■ Items for segmentation labeling ■
* BEGIN *

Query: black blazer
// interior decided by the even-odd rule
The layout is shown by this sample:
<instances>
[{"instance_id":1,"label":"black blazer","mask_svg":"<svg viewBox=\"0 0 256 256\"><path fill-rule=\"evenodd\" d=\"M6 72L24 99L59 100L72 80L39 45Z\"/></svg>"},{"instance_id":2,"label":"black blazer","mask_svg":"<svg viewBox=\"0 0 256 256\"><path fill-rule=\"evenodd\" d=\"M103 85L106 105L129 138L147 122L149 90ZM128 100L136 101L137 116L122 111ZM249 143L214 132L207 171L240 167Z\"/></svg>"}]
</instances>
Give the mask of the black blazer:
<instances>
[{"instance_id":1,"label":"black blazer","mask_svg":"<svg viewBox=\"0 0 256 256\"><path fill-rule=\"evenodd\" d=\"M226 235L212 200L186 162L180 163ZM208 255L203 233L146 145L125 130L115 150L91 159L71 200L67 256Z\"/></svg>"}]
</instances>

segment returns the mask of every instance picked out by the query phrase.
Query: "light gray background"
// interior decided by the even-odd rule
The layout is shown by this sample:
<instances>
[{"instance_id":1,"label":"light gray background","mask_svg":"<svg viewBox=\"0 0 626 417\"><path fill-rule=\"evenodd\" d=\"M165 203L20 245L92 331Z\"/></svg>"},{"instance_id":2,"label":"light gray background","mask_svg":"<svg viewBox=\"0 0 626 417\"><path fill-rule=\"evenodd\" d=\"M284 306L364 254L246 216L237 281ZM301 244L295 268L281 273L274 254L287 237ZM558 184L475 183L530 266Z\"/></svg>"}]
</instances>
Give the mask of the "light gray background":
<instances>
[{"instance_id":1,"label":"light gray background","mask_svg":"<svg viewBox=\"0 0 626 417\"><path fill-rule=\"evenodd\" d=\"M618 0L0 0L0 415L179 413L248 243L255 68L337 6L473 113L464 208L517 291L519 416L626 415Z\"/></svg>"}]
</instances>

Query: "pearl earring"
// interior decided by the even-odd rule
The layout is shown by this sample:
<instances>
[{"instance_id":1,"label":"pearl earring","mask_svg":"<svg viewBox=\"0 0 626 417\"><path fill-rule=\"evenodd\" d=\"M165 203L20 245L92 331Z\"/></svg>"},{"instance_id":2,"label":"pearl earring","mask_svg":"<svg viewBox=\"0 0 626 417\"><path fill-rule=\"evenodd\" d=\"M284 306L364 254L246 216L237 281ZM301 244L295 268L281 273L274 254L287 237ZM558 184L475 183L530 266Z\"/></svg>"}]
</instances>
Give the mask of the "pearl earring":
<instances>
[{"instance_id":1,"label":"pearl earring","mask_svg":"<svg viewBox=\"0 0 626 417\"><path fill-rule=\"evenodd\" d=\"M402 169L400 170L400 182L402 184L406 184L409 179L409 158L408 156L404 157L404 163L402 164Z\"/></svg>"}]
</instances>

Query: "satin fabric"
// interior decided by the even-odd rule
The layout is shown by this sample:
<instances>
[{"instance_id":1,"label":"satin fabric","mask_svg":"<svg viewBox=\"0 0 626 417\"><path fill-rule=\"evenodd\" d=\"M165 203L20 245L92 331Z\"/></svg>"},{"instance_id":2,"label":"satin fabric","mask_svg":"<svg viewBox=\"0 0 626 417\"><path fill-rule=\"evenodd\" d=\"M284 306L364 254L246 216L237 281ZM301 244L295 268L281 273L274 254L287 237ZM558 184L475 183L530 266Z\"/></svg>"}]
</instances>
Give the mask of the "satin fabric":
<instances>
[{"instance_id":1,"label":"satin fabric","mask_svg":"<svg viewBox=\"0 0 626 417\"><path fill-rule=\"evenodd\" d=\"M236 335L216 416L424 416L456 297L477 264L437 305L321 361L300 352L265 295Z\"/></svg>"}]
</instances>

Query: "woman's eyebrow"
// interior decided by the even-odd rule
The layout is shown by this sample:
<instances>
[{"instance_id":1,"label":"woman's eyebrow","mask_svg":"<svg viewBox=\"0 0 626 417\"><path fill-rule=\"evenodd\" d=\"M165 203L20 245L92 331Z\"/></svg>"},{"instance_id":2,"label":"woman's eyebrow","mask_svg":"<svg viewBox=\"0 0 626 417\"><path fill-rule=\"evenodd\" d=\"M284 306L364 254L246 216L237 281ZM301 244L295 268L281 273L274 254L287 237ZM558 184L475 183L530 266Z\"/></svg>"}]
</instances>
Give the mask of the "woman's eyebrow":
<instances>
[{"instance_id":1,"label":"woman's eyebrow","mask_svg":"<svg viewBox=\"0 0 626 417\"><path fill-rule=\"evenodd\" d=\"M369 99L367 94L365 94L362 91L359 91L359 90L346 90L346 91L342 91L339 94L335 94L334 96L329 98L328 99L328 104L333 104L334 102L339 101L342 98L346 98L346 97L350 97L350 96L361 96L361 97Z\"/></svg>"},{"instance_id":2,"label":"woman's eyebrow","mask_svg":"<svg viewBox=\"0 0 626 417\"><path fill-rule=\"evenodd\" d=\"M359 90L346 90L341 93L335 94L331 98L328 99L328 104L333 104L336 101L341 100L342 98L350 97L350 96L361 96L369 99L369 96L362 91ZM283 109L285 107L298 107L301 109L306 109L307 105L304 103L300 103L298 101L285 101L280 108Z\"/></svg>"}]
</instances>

* END *

■ EXERCISE OBJECTIVE ■
Show each line above that contains the string "pearl". Case matters.

■ IN RESPONSE ■
Query: "pearl earring"
[{"instance_id":1,"label":"pearl earring","mask_svg":"<svg viewBox=\"0 0 626 417\"><path fill-rule=\"evenodd\" d=\"M165 203L20 245L92 331Z\"/></svg>"},{"instance_id":2,"label":"pearl earring","mask_svg":"<svg viewBox=\"0 0 626 417\"><path fill-rule=\"evenodd\" d=\"M284 306L364 254L246 216L237 281ZM301 244L295 268L281 273L274 254L287 237ZM558 184L475 183L530 266Z\"/></svg>"}]
Give the mask of the "pearl earring":
[{"instance_id":1,"label":"pearl earring","mask_svg":"<svg viewBox=\"0 0 626 417\"><path fill-rule=\"evenodd\" d=\"M402 169L400 170L400 182L402 184L406 184L409 179L409 158L408 156L404 157L404 163L402 164Z\"/></svg>"}]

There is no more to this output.